== Segment start ==

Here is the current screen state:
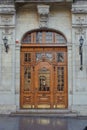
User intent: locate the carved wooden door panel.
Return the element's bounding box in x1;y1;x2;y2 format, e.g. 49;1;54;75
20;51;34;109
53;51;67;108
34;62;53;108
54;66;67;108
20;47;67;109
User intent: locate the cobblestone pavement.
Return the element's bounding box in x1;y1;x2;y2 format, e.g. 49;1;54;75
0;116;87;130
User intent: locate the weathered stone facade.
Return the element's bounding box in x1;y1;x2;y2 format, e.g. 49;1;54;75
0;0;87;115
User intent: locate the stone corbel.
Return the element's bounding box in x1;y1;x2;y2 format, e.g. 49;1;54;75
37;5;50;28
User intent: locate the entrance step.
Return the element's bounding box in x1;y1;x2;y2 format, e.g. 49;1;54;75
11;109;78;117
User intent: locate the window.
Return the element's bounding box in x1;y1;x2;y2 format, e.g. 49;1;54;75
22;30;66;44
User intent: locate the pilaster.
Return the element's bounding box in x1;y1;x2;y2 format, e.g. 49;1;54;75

== Segment end ==

- _WHAT YOU HAVE TO DO_: Restate the listing word for word. Pictures do not belong in the copy.

- _EXERCISE ANSWER_:
Here is the current screen state:
User intent: locate the carved wooden door panel.
Return the element's bounding box in x1;y1;x2;y2 format, e.g. 49;1;54;75
20;51;34;109
53;51;67;108
34;62;53;108
54;66;67;108
20;47;67;109
User intent: locate the cobblestone pavement.
Return the element's bounding box in x1;y1;x2;y2 format, e.g. 49;1;54;75
0;116;87;130
User intent: locate the weathered stone facade.
Return the element's bounding box in x1;y1;x2;y2 format, e.g. 49;1;54;75
0;0;87;115
User intent: locate the stone corbel.
Return the element's bounding box in x1;y1;x2;y2 format, e.g. 49;1;54;75
37;5;50;28
User intent: locate the entrance step.
Return the element's bounding box in x1;y1;x2;y2 format, e.g. 49;1;54;75
11;109;78;117
User intent: locate the window.
Return the element's bounding box in x1;y1;x2;y2 format, e.g. 49;1;54;75
22;30;66;44
User intent: locate the pilaster.
Return the element's bounding box in x1;y1;x2;y2 format, e.g. 49;1;54;75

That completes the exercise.